Directions – In the coding-style excerpt, what should the prologue for a header file describe?

Supplied passage –

Some objects like typedefs and initialized data definitions cannot be
seen twice by the compiler in one compilation.
On some systems, repeating uninitialized declarations
without the \fIextern\fR keyword also causes problems.
Repeated declarations can happen if include files are nested
and will cause the compilation to fail.
.PP
Header files should not be nested.
.\"
.\" Many people disagree strongly with this.
.\" However, if you are to use \fIone\fR style, then this is best.
.\" The #ifndef/#define/.../#endif approach (below) often causes
.\" compilations to go much slower.
.\" A #endinput directive would be nice.
.\"
The prologue for a header file should, therefore, describe what
other headers need to be #included for the header to be functional.
In extreme cases, where a large number of header files are to be
included in several different source files,
it is acceptable to put all common #includes in one include file.
.PP
It is common to put the following into each
.Ec .h
file
to prevent accidental double-inclusion.
.Ex
#ifndef EXAMPLE_H
#define EXAMPLE_H
\&...	\fI/* body of example.h file */\fP
#endif /* EXAMPLE_H */
.Ee
.LP
This double-inclusion mechanism should not be relied upon,
particularly to perform nested includes.
.NH
Comments
.QP
.ad r
``\fIWhen the code and the comments disagree,
both are probably wrong.\fR'' \(em Norm Schreyer
.\" \fIBumper-Sticker Computer Science\fR,
.\" John Bently's \fIProgramming Pearls\fR column,
.\" Communications of the ACM (CACM),
.\" September 1985, Volume 28, Number 9.
.br
.ad b
.PP
The comments should describe \fIwhat\fR is happening,
\fIhow\fR it is being done,
what parameters mean,
which globals are used and which are modified,
and any restrictions or bugs.
Avoid, however, comments that are clear from the code.
Such information rapidly gets out of date.
Comments that disagree with the code are of negative value.
Short comments should be
\fIwhat\fR comments, such as ``compute mean value'',
rather than \fIhow\fR comments such as
``sum of values divided by n''.
C is not assembler;
putting a comment at the top of a 3\-10 line section telling what it
does overall is often more useful than a comment on each line
describing micrologic.
.PP
Comments should justify offensive code.
The justification should be that something bad will happen if
unoffensive code is used.
Just making code faster is not enough to rationalize a hack;
the performance must be \fIshown\fR to be unacceptable
without the hack.
The comment should explain the unacceptable behavior and describe why
the hack is a ``good'' fix.
.PP
Comments that describe data structures, algorithms, etc., should be
in block comment form with the opening
.Ep /*
in column one, a
.Ep *
in column 2 before each line of comment text,
and the closing
.Ep */
in columns 2-3.
An alternative is to have
.Ep **
in column 1-2, and put the closing
.Ep */
also in 1-2.
.Ex L
/*
 *	Here is a block comment.
 *	The comment text should be tabbed or spaced over uniformly.
 *	The opening slash-star and closing star-slash are alone on a line.

Source data –

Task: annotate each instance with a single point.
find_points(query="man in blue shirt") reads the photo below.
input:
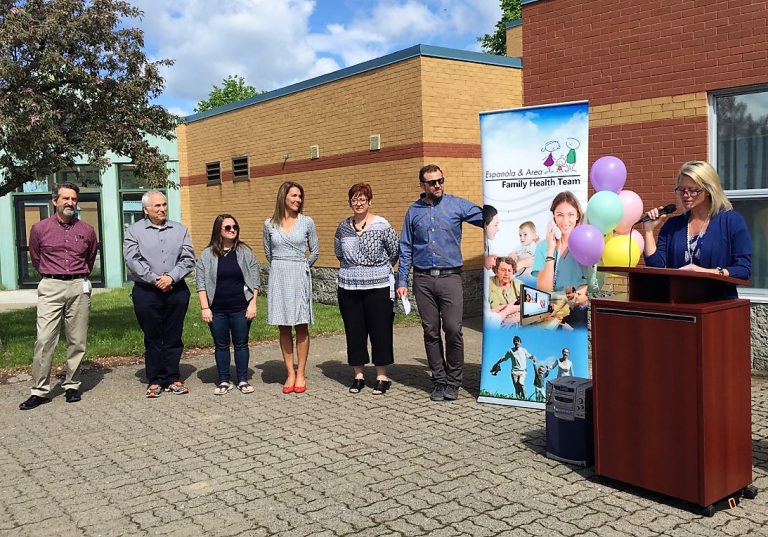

Full answer – It should describe what other headers need to be #included for the header to be functional.